**SET TASKS**
(a) According to the song article, the artistic commission of which festival rejected the song before its release?
(b) Tally the lines of the records that contain the string "dark". Reply with the number only.

**EXTRACT**
Single by Paola & Chiara

from the album Television
- Released: 7 April 2000
- Recorded: 1999
- Genre: Dance-pop; Latin pop;
- Length: 4:02
- Label: Sony Music; Columbia;
- Songwriters: Paola Iezzi; Chiara Iezzi;
- Producers: Paola & Chiara; Roberto Baldi;

Paola & Chiara singles chronology
| "Nina" (1998) | "Vamos a bailar (Esta vida nueva)" (2000) | "Amoremidai" (2000) |

Music video
- "Vamos a bailar" on YouTube

= Vamos a bailar (Esta vida nueva) =

"Vamos a bailar (Esta vida nueva)", also known just as "Vamos a bailar", is a 2000 song composed and performed by Italian duo Paola & Chiara. It is the leading single of the album Television.

== Overview ==
The song, written, produced and arranged by Paola & Chiara, was initially presented to the artistic commission of the Sanremo Music Festival 2000, being rejected. Released a few months later, it became a massive success, winning the Radio Prize at Festivalbar and the main competition at Un disco per l'estate.

**SUPPLIED MATERIAL**

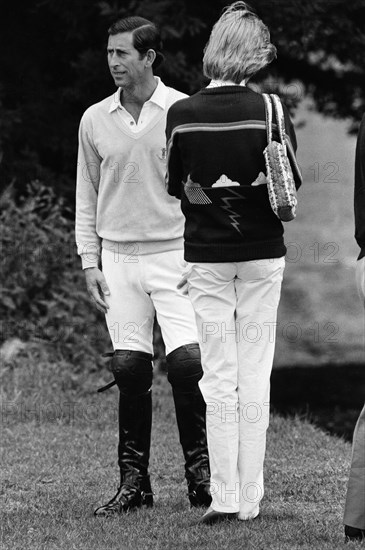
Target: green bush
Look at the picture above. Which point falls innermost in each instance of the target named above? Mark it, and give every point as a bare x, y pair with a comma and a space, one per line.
43, 295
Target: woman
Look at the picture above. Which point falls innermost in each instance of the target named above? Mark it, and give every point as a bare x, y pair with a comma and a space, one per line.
235, 252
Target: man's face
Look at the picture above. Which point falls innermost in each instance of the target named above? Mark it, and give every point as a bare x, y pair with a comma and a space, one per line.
125, 64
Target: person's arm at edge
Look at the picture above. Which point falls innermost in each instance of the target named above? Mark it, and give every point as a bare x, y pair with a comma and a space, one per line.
87, 184
87, 240
174, 171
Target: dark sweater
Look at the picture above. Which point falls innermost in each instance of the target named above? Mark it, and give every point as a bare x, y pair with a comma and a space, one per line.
220, 134
359, 201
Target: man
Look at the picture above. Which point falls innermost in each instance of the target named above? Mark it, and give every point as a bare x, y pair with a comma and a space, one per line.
129, 235
354, 517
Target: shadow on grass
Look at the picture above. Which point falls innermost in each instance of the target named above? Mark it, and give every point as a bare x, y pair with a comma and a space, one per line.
331, 396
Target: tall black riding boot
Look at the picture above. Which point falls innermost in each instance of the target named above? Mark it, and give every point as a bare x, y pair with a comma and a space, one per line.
184, 372
132, 370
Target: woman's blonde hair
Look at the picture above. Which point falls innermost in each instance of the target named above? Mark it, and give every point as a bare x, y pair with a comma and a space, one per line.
239, 45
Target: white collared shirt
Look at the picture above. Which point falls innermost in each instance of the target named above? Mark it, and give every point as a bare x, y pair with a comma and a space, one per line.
150, 109
218, 83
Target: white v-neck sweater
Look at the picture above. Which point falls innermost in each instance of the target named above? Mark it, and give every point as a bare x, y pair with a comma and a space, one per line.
121, 199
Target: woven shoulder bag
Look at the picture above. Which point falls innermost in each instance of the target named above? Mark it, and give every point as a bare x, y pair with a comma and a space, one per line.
279, 174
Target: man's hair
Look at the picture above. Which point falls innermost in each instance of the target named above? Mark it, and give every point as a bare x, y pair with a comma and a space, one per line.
239, 45
146, 35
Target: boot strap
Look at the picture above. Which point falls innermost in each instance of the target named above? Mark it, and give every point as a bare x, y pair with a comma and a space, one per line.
106, 387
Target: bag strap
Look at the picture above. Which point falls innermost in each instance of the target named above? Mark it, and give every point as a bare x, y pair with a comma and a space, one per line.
268, 113
280, 118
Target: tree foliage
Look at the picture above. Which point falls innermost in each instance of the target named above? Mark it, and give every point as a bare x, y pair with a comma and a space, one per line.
54, 66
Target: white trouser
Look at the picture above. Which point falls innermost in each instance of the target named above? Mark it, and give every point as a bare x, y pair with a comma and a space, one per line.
236, 307
140, 286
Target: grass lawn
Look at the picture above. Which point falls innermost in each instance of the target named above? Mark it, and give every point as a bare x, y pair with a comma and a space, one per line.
59, 462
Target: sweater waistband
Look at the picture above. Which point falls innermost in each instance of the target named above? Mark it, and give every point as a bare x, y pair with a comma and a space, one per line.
140, 248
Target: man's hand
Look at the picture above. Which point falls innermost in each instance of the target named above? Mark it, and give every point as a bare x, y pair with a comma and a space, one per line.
97, 287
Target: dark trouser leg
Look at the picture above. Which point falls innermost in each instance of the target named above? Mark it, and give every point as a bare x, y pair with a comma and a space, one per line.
184, 372
133, 374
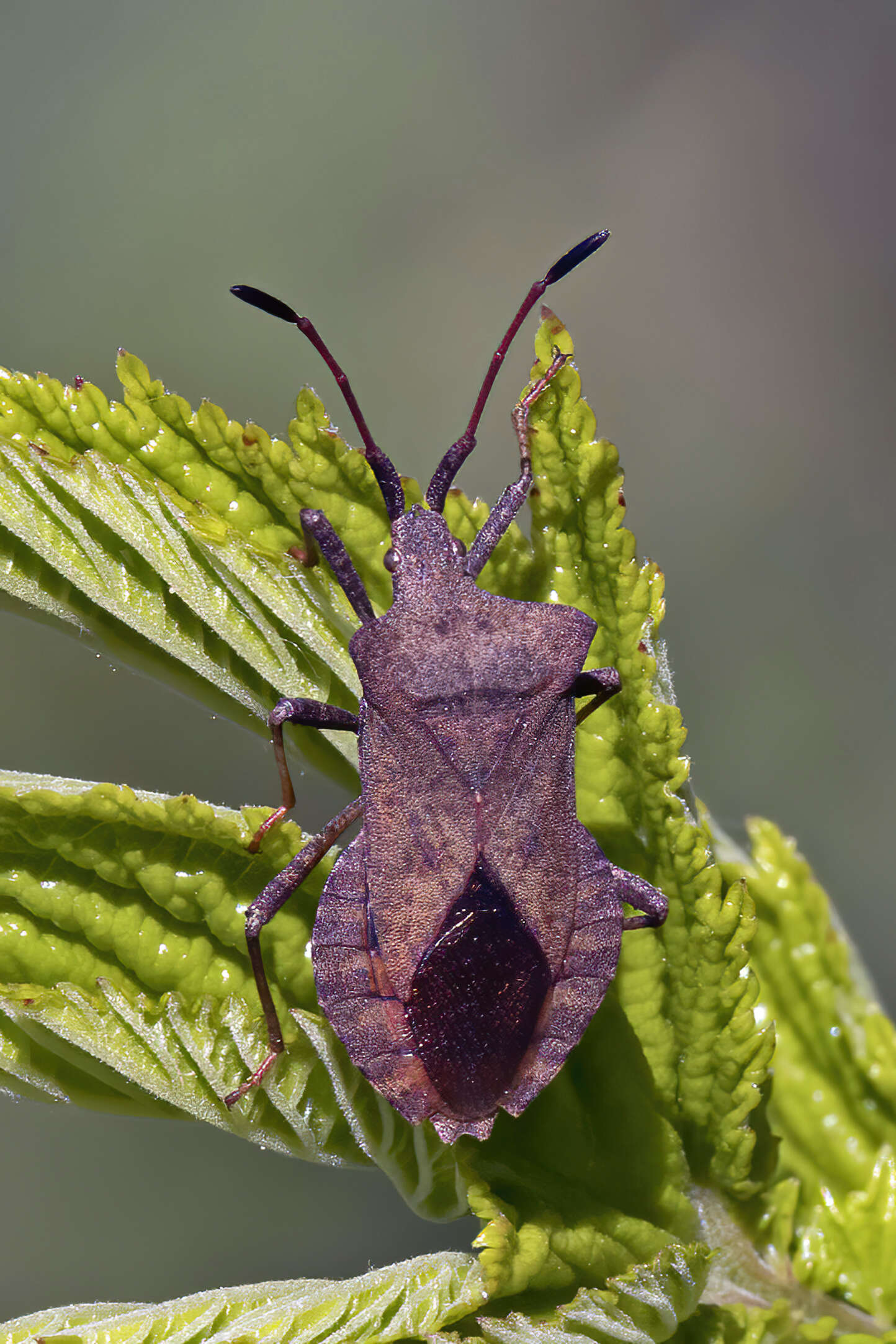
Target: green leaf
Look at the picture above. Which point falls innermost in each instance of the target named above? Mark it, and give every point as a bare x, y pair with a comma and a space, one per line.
411, 1299
163, 531
647, 1306
835, 1096
127, 981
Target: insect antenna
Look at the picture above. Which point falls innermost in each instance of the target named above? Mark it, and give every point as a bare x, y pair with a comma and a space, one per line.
459, 452
387, 477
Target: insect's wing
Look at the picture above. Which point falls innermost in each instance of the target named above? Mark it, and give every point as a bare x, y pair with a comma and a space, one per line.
357, 998
588, 968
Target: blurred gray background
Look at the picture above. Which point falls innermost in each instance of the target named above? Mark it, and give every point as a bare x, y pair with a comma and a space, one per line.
402, 171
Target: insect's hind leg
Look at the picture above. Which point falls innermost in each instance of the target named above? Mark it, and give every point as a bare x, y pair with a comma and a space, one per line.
640, 894
515, 495
310, 714
262, 910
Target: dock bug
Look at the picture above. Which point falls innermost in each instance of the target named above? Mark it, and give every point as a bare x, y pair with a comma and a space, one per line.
467, 937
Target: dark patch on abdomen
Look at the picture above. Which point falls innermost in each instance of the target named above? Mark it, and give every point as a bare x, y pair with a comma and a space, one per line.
476, 996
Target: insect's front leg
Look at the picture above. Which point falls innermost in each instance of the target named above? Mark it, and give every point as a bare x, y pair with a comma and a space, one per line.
310, 714
319, 533
601, 683
516, 494
264, 909
640, 894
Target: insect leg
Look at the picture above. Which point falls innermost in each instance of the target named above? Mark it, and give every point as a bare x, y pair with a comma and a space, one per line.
515, 495
318, 528
601, 683
310, 714
264, 909
459, 452
642, 897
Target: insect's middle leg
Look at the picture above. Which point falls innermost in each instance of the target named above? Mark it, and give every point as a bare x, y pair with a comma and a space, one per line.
310, 714
264, 909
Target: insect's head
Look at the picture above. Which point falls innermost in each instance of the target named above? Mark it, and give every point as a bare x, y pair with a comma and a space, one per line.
413, 533
422, 551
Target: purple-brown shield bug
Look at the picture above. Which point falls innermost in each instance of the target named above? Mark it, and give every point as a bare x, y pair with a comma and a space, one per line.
468, 934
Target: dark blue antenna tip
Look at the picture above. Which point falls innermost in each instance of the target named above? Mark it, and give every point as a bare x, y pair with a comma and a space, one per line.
267, 304
571, 259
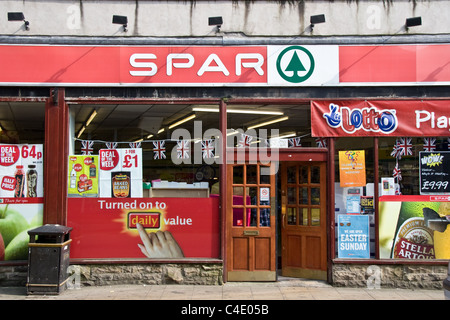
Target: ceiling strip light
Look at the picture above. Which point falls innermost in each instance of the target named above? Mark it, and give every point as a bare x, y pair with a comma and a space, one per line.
248, 111
182, 121
267, 123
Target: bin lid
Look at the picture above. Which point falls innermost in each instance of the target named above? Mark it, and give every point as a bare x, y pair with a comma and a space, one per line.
50, 229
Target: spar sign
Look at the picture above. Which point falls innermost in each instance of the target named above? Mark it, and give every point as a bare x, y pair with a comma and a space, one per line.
380, 118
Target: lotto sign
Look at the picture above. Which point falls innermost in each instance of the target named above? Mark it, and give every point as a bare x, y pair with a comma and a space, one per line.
120, 174
21, 170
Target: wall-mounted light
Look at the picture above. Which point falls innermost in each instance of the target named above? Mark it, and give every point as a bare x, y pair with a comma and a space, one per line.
18, 16
413, 22
123, 20
313, 20
215, 21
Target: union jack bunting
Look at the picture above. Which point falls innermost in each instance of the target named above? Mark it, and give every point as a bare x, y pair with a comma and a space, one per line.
111, 145
321, 142
245, 141
159, 150
294, 142
87, 147
397, 173
135, 145
208, 148
429, 144
183, 148
405, 147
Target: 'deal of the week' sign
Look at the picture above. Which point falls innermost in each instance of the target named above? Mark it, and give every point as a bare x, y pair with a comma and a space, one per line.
21, 171
291, 65
407, 118
107, 227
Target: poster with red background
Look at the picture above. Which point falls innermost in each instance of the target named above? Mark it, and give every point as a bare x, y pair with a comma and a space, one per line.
106, 227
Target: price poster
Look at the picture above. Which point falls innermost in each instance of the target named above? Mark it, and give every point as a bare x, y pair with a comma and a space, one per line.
434, 169
83, 175
21, 170
120, 174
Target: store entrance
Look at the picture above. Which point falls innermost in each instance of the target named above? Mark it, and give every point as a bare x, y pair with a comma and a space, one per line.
303, 220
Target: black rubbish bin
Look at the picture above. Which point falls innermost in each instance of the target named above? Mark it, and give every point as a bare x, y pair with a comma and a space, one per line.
48, 259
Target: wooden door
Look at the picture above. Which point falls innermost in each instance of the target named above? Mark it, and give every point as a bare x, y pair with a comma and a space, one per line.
303, 221
251, 226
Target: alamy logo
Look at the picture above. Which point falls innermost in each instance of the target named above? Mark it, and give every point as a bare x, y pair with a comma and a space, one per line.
295, 64
368, 119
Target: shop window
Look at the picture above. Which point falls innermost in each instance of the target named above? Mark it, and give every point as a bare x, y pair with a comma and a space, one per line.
144, 174
22, 134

**RESULTS FOR EACH TASK**
(a) The Sanremo Music Festival 2000.

(b) 4